The exercise: Pull out every line of the entries below that contains the string "white", matching case exactly.

Source records:
○ ○ ○ ○

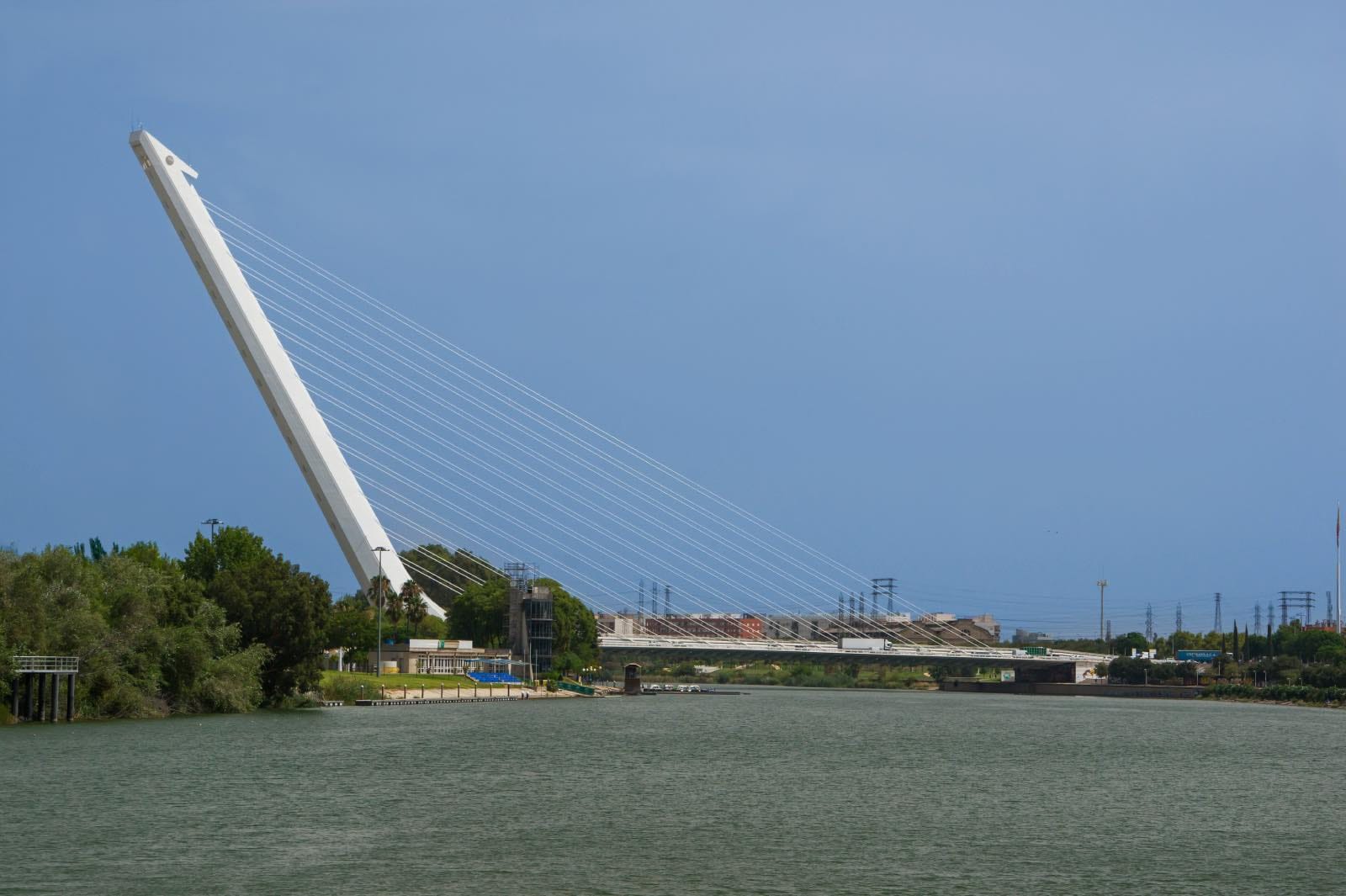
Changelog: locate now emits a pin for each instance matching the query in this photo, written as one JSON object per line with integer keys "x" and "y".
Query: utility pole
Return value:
{"x": 1103, "y": 587}
{"x": 380, "y": 552}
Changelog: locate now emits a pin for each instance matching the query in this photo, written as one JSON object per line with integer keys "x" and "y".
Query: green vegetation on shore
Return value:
{"x": 229, "y": 627}
{"x": 232, "y": 626}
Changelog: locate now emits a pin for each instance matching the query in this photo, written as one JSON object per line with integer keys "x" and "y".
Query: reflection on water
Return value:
{"x": 782, "y": 792}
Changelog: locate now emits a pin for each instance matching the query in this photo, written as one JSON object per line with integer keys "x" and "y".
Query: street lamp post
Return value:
{"x": 380, "y": 552}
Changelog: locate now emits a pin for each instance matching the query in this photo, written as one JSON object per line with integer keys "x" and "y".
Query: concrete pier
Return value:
{"x": 45, "y": 676}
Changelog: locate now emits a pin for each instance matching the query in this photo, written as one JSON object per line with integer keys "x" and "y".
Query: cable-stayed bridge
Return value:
{"x": 414, "y": 443}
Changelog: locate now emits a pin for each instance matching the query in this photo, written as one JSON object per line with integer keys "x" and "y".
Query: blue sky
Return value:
{"x": 989, "y": 298}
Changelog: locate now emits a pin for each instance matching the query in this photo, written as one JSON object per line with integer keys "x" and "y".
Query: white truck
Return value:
{"x": 866, "y": 644}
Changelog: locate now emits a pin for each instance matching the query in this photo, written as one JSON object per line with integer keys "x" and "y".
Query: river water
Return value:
{"x": 780, "y": 792}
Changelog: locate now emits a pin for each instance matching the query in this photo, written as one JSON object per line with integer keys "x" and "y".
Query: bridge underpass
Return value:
{"x": 434, "y": 469}
{"x": 1063, "y": 666}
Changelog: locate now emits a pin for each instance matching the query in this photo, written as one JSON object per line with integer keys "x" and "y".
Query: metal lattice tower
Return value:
{"x": 1302, "y": 602}
{"x": 882, "y": 587}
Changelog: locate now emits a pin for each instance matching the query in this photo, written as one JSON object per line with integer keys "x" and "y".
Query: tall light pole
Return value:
{"x": 380, "y": 552}
{"x": 1103, "y": 586}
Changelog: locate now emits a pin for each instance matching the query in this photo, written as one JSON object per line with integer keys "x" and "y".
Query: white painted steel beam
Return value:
{"x": 340, "y": 496}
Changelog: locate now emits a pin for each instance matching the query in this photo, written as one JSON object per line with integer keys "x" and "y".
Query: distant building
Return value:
{"x": 1025, "y": 637}
{"x": 531, "y": 622}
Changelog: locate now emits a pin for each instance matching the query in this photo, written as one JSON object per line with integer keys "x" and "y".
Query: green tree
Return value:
{"x": 232, "y": 548}
{"x": 276, "y": 604}
{"x": 441, "y": 572}
{"x": 480, "y": 613}
{"x": 352, "y": 628}
{"x": 1132, "y": 639}
{"x": 392, "y": 608}
{"x": 575, "y": 628}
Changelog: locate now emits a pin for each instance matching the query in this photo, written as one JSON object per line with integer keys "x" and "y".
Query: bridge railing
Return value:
{"x": 764, "y": 644}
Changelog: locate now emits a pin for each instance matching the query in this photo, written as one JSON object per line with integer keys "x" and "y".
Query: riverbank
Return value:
{"x": 1070, "y": 689}
{"x": 1279, "y": 694}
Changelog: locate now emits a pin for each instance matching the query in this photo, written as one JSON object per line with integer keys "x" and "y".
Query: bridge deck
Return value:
{"x": 831, "y": 650}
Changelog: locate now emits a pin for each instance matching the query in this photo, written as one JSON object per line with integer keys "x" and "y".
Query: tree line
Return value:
{"x": 232, "y": 624}
{"x": 229, "y": 627}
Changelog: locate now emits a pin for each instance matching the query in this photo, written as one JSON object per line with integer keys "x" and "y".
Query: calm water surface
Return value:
{"x": 782, "y": 792}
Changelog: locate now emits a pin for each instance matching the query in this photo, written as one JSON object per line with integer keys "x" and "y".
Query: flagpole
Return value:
{"x": 1338, "y": 570}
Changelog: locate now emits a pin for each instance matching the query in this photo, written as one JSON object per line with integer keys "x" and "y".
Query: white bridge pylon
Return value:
{"x": 340, "y": 496}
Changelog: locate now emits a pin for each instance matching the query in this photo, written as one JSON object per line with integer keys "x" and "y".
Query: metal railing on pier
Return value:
{"x": 46, "y": 664}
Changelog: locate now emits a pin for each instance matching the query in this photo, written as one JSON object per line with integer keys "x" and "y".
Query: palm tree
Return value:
{"x": 414, "y": 603}
{"x": 392, "y": 607}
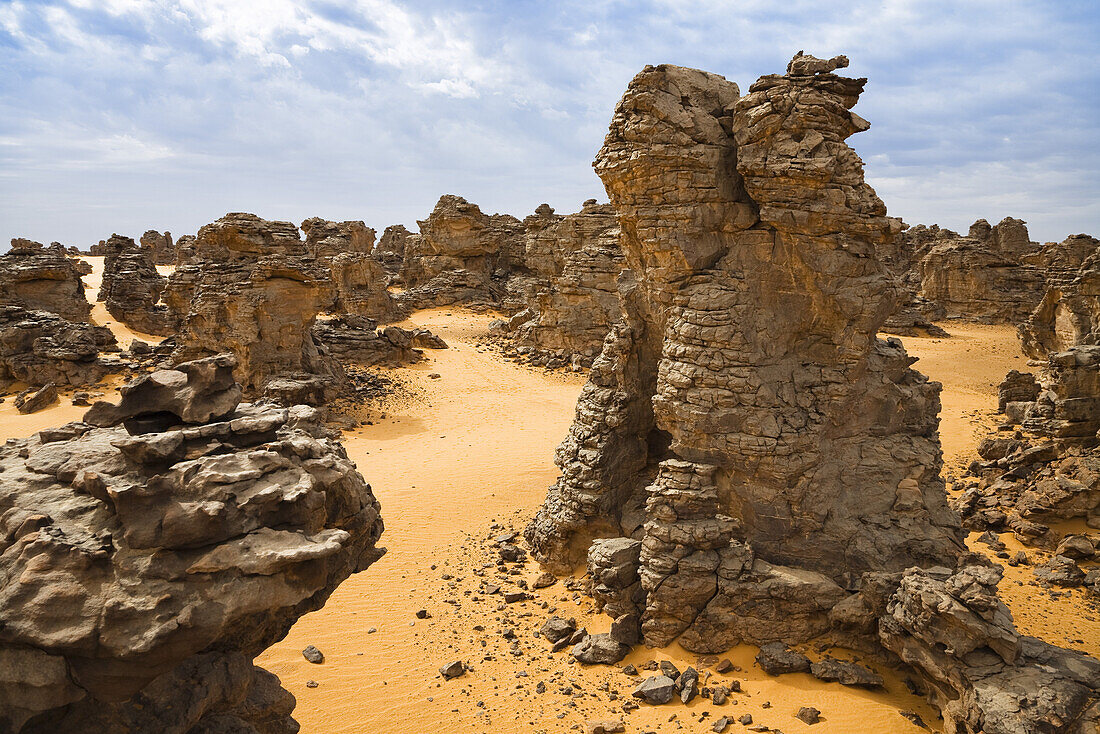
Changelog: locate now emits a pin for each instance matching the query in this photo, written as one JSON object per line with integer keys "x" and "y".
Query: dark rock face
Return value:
{"x": 180, "y": 554}
{"x": 43, "y": 278}
{"x": 758, "y": 453}
{"x": 358, "y": 339}
{"x": 131, "y": 287}
{"x": 461, "y": 255}
{"x": 573, "y": 299}
{"x": 1069, "y": 313}
{"x": 41, "y": 348}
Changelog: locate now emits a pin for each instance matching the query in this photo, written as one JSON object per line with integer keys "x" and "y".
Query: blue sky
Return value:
{"x": 121, "y": 116}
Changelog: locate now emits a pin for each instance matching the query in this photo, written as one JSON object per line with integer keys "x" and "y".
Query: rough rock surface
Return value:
{"x": 744, "y": 430}
{"x": 573, "y": 299}
{"x": 39, "y": 348}
{"x": 252, "y": 289}
{"x": 461, "y": 255}
{"x": 160, "y": 247}
{"x": 389, "y": 251}
{"x": 328, "y": 239}
{"x": 358, "y": 339}
{"x": 140, "y": 574}
{"x": 43, "y": 278}
{"x": 1069, "y": 313}
{"x": 985, "y": 275}
{"x": 131, "y": 287}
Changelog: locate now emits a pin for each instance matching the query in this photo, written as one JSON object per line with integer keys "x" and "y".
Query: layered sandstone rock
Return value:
{"x": 141, "y": 572}
{"x": 43, "y": 278}
{"x": 358, "y": 339}
{"x": 40, "y": 348}
{"x": 462, "y": 255}
{"x": 131, "y": 287}
{"x": 328, "y": 239}
{"x": 389, "y": 251}
{"x": 983, "y": 276}
{"x": 161, "y": 249}
{"x": 759, "y": 451}
{"x": 360, "y": 286}
{"x": 253, "y": 291}
{"x": 573, "y": 298}
{"x": 1069, "y": 313}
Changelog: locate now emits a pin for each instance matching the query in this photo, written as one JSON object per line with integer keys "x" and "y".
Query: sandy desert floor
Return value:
{"x": 463, "y": 453}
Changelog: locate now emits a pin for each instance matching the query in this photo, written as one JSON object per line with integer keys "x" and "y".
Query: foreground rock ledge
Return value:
{"x": 145, "y": 560}
{"x": 748, "y": 461}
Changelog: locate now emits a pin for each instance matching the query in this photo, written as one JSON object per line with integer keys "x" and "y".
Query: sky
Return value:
{"x": 122, "y": 116}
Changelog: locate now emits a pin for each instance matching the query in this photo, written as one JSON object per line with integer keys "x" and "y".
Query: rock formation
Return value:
{"x": 142, "y": 570}
{"x": 328, "y": 239}
{"x": 40, "y": 348}
{"x": 42, "y": 278}
{"x": 1069, "y": 311}
{"x": 389, "y": 251}
{"x": 756, "y": 446}
{"x": 462, "y": 255}
{"x": 131, "y": 286}
{"x": 983, "y": 276}
{"x": 252, "y": 289}
{"x": 161, "y": 249}
{"x": 358, "y": 339}
{"x": 573, "y": 300}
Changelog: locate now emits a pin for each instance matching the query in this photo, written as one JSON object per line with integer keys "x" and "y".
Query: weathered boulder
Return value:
{"x": 131, "y": 287}
{"x": 252, "y": 289}
{"x": 389, "y": 251}
{"x": 328, "y": 239}
{"x": 983, "y": 276}
{"x": 160, "y": 247}
{"x": 358, "y": 339}
{"x": 40, "y": 348}
{"x": 461, "y": 255}
{"x": 43, "y": 278}
{"x": 573, "y": 300}
{"x": 702, "y": 423}
{"x": 140, "y": 574}
{"x": 1069, "y": 311}
{"x": 744, "y": 430}
{"x": 360, "y": 283}
{"x": 982, "y": 675}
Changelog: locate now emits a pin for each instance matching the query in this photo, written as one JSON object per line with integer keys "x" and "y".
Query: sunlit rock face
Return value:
{"x": 150, "y": 552}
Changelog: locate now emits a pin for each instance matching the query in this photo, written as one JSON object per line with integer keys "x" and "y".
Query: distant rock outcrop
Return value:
{"x": 1069, "y": 311}
{"x": 389, "y": 251}
{"x": 461, "y": 255}
{"x": 771, "y": 467}
{"x": 573, "y": 299}
{"x": 43, "y": 278}
{"x": 251, "y": 289}
{"x": 142, "y": 570}
{"x": 131, "y": 287}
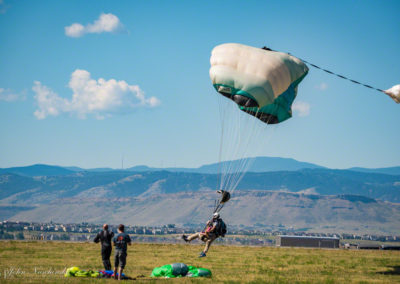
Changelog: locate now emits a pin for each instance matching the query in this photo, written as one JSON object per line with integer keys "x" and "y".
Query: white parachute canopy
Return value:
{"x": 394, "y": 93}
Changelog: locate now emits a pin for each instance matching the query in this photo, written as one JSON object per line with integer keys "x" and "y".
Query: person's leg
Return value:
{"x": 116, "y": 264}
{"x": 122, "y": 265}
{"x": 105, "y": 254}
{"x": 193, "y": 237}
{"x": 208, "y": 243}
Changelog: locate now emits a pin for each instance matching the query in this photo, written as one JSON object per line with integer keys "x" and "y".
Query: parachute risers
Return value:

○ ○ ○ ○

Exercise result:
Query: white truck
Query: white painted steel beam
Query: white bridge pylon
Query: white parachute canopy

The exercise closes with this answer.